[Lignes d'un jeu de données]
================
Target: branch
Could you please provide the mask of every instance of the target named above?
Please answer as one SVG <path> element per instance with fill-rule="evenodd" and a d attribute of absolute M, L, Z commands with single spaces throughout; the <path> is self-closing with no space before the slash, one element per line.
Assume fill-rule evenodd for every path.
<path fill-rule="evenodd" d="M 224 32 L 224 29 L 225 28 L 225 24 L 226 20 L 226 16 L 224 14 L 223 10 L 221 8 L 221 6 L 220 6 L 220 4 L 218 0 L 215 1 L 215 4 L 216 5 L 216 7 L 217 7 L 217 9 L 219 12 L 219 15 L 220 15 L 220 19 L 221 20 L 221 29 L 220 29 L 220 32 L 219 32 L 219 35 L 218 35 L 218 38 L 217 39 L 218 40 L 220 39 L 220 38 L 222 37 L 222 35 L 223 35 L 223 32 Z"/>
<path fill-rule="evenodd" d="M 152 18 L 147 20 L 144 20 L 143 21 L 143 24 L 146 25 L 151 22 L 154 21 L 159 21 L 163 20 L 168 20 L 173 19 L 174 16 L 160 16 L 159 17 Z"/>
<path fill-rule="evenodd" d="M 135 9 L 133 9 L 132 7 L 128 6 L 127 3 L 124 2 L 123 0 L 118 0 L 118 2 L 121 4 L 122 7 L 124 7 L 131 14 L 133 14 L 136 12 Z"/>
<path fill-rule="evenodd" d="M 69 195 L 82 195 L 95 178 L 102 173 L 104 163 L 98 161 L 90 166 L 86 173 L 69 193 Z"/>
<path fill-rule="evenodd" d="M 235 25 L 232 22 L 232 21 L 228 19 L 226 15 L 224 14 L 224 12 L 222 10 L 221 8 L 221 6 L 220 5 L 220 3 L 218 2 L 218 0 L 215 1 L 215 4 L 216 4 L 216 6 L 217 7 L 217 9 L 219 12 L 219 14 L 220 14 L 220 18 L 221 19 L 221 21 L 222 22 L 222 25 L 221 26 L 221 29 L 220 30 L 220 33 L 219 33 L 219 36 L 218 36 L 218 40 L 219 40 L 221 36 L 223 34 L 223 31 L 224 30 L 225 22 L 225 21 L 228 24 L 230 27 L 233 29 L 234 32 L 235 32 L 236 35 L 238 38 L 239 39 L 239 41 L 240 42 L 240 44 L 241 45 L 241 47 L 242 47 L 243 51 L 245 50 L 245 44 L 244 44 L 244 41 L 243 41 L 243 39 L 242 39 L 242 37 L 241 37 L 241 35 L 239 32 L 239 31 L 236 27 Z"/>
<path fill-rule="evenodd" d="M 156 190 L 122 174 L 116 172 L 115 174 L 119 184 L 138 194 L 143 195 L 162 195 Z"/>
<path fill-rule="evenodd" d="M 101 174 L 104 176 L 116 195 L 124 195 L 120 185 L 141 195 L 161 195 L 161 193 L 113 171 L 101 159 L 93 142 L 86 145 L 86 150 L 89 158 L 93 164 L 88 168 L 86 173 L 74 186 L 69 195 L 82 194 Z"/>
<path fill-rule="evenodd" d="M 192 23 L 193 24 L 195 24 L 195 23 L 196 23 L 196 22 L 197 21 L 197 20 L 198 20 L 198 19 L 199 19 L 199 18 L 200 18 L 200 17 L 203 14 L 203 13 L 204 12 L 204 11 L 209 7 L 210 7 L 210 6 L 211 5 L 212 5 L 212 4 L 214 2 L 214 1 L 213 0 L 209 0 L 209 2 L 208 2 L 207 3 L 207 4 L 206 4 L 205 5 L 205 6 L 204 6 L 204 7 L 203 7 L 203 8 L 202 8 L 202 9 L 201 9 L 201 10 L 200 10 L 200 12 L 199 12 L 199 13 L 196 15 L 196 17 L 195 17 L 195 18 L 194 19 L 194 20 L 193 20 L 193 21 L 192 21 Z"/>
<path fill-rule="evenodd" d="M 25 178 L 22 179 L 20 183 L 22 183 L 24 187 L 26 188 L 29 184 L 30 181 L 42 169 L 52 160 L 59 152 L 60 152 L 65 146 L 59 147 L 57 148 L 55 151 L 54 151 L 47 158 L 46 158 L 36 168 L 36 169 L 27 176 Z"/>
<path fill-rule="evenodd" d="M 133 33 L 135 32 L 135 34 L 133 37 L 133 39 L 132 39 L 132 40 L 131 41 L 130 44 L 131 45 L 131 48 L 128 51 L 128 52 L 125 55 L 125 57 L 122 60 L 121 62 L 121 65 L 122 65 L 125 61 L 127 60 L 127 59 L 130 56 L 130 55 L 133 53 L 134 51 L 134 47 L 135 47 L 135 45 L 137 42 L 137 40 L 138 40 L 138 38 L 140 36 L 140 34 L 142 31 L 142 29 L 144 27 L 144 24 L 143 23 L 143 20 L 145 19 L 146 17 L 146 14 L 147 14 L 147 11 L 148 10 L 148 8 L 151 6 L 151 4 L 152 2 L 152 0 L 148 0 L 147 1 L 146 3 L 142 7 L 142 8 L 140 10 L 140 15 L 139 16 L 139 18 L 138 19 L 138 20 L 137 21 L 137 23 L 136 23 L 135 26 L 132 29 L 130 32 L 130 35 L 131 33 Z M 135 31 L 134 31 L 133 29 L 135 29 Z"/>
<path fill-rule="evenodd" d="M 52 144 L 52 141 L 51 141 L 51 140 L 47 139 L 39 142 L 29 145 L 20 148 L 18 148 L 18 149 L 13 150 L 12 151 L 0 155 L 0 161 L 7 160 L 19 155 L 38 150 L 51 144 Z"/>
================
Recopiez à l'identique toutes les lignes des entrées ci-dessus, sans en omettre aucune.

Target: branch
Could you please provide the mask of every instance of the target named above?
Please answer as one SVG <path> element per instance with fill-rule="evenodd" and a d attribute of absolute M, L, Z commands with single spaces throughout; the <path> is self-closing with no space before the slash, one element per line.
Assume fill-rule evenodd for every path.
<path fill-rule="evenodd" d="M 224 32 L 224 29 L 225 28 L 225 24 L 226 20 L 226 16 L 224 14 L 223 10 L 221 8 L 221 6 L 220 6 L 220 4 L 218 0 L 215 1 L 215 4 L 216 5 L 216 7 L 217 7 L 217 9 L 219 12 L 219 15 L 220 15 L 220 19 L 221 20 L 221 29 L 220 29 L 220 32 L 219 32 L 219 35 L 218 35 L 218 38 L 217 39 L 218 40 L 220 39 L 220 38 L 222 37 L 222 35 L 223 35 L 223 32 Z"/>
<path fill-rule="evenodd" d="M 152 18 L 147 20 L 144 20 L 143 21 L 143 24 L 146 25 L 151 22 L 154 21 L 159 21 L 163 20 L 168 20 L 173 19 L 174 16 L 160 16 L 159 17 Z"/>
<path fill-rule="evenodd" d="M 135 9 L 133 9 L 132 7 L 128 6 L 127 3 L 124 2 L 123 0 L 118 0 L 118 2 L 121 4 L 122 7 L 124 7 L 131 14 L 133 14 L 136 12 Z"/>
<path fill-rule="evenodd" d="M 69 195 L 82 195 L 95 178 L 102 173 L 104 163 L 98 161 L 90 166 L 86 173 L 69 193 Z"/>
<path fill-rule="evenodd" d="M 235 25 L 232 22 L 232 21 L 228 19 L 226 15 L 224 14 L 224 12 L 222 10 L 221 8 L 221 6 L 220 5 L 220 3 L 218 2 L 218 0 L 215 1 L 215 4 L 216 4 L 216 6 L 217 7 L 217 9 L 219 12 L 219 14 L 220 14 L 220 18 L 221 19 L 221 21 L 222 22 L 222 25 L 221 26 L 221 29 L 220 30 L 220 33 L 219 33 L 219 36 L 218 36 L 218 40 L 219 40 L 221 36 L 223 34 L 223 31 L 224 30 L 225 22 L 225 21 L 228 24 L 230 27 L 233 29 L 234 32 L 235 32 L 236 35 L 238 38 L 239 39 L 239 41 L 240 42 L 240 44 L 241 45 L 241 47 L 242 47 L 243 51 L 245 50 L 245 44 L 244 44 L 244 41 L 243 41 L 243 39 L 242 39 L 242 37 L 241 37 L 241 35 L 239 32 L 239 31 L 236 27 Z"/>
<path fill-rule="evenodd" d="M 156 190 L 122 174 L 116 172 L 115 174 L 119 184 L 138 194 L 143 195 L 162 195 Z"/>
<path fill-rule="evenodd" d="M 101 174 L 104 176 L 116 195 L 124 195 L 120 185 L 141 195 L 161 195 L 161 193 L 113 171 L 101 159 L 93 142 L 86 145 L 86 150 L 89 158 L 93 164 L 88 168 L 86 173 L 74 186 L 69 195 L 82 194 Z"/>
<path fill-rule="evenodd" d="M 192 23 L 193 24 L 195 24 L 195 23 L 196 23 L 196 22 L 197 21 L 197 20 L 198 20 L 198 19 L 199 19 L 199 18 L 200 18 L 200 17 L 203 14 L 203 13 L 204 12 L 204 11 L 209 7 L 210 7 L 210 6 L 211 5 L 212 5 L 212 4 L 214 2 L 214 1 L 213 0 L 209 0 L 209 2 L 208 2 L 207 3 L 207 4 L 206 4 L 205 5 L 205 6 L 204 6 L 204 7 L 203 7 L 203 8 L 202 8 L 202 9 L 201 9 L 201 10 L 200 10 L 200 12 L 199 12 L 199 13 L 196 15 L 196 17 L 195 17 L 195 18 L 194 19 L 194 20 L 193 20 L 193 21 L 192 21 Z"/>
<path fill-rule="evenodd" d="M 25 178 L 22 179 L 20 183 L 22 183 L 24 187 L 26 188 L 29 184 L 30 181 L 42 169 L 52 160 L 59 152 L 60 152 L 65 146 L 59 147 L 57 148 L 55 151 L 54 151 L 47 158 L 46 158 L 36 168 L 36 169 L 27 176 Z"/>
<path fill-rule="evenodd" d="M 133 33 L 135 32 L 135 34 L 133 37 L 133 39 L 132 39 L 132 40 L 131 41 L 130 44 L 131 45 L 131 48 L 128 51 L 128 52 L 125 55 L 125 57 L 122 60 L 121 62 L 121 65 L 122 65 L 125 61 L 127 60 L 127 59 L 130 56 L 130 55 L 133 53 L 134 51 L 134 47 L 135 47 L 135 45 L 137 42 L 137 40 L 138 40 L 138 38 L 140 36 L 140 34 L 142 31 L 142 29 L 144 27 L 144 24 L 143 23 L 143 20 L 145 19 L 146 17 L 146 14 L 147 14 L 147 11 L 148 10 L 148 8 L 151 6 L 151 4 L 152 2 L 152 0 L 148 0 L 147 1 L 146 3 L 142 7 L 142 8 L 140 10 L 140 15 L 139 16 L 139 18 L 138 19 L 138 20 L 137 21 L 137 23 L 136 23 L 135 26 L 132 29 L 130 32 L 130 35 L 131 33 Z M 135 31 L 134 31 L 133 29 L 135 29 Z"/>
<path fill-rule="evenodd" d="M 52 144 L 52 141 L 51 141 L 51 140 L 47 139 L 39 142 L 29 145 L 20 148 L 18 148 L 18 149 L 13 150 L 12 151 L 0 155 L 0 161 L 7 160 L 19 155 L 38 150 L 51 144 Z"/>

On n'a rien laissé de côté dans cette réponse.